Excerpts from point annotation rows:

§

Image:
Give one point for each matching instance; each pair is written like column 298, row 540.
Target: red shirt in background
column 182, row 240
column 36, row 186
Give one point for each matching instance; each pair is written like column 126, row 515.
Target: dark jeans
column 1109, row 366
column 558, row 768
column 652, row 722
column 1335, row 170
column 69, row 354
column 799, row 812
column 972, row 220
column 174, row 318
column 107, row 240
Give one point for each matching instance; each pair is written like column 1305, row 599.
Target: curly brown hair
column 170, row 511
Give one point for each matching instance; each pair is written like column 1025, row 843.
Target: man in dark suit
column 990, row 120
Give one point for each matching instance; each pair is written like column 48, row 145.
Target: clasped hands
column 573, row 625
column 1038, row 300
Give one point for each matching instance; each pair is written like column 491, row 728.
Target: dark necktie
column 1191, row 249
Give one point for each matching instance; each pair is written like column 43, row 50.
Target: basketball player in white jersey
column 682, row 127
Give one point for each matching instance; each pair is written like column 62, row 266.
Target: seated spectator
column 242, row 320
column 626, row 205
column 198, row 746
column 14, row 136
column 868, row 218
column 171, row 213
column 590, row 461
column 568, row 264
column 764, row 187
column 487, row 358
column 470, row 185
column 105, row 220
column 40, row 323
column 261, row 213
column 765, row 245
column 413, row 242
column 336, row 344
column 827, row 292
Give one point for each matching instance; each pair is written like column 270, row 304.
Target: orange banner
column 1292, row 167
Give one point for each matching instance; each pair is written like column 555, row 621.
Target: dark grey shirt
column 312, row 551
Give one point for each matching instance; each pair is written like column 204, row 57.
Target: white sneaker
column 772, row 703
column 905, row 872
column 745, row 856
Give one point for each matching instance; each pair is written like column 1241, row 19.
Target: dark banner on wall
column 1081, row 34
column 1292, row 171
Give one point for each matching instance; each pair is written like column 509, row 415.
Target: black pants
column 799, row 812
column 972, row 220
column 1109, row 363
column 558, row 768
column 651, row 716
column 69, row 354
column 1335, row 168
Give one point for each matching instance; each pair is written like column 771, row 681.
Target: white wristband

§

Exercise directions: Output the rows from the first line up to and including the line containing "column 682, row 127" as a JSON list of strings, one string per line and no strings for blank lines. Include no other lines.

The result:
[
  "Image:",
  "Give one point for each matching instance; each pair is written like column 298, row 540.",
  "Target: red shirt in background",
  "column 182, row 240",
  "column 36, row 186",
  "Give one point for each matching instance; each pair is written like column 126, row 515.",
  "Target: dark jeans",
  "column 1109, row 366",
  "column 558, row 768",
  "column 652, row 722",
  "column 1335, row 170",
  "column 69, row 354",
  "column 799, row 812",
  "column 972, row 220",
  "column 174, row 318",
  "column 107, row 240",
  "Give one point for each matching instance; each pair is written like column 1305, row 599.",
  "Target: curly brown hair",
  "column 170, row 511",
  "Give one point for each matching instance; each pair is written like column 1025, row 843.",
  "Target: man in dark suit",
  "column 990, row 120",
  "Give one point for each matching instance; each pair is written like column 48, row 145.",
  "Target: clasped hands",
  "column 573, row 625",
  "column 1038, row 300",
  "Give one point for each matching instance; each pair is written like column 491, row 728.",
  "Target: dark necktie",
  "column 1191, row 249",
  "Give one point for each matching instance; each pair is written like column 43, row 50.",
  "Target: basketball player in white jersey",
  "column 682, row 127"
]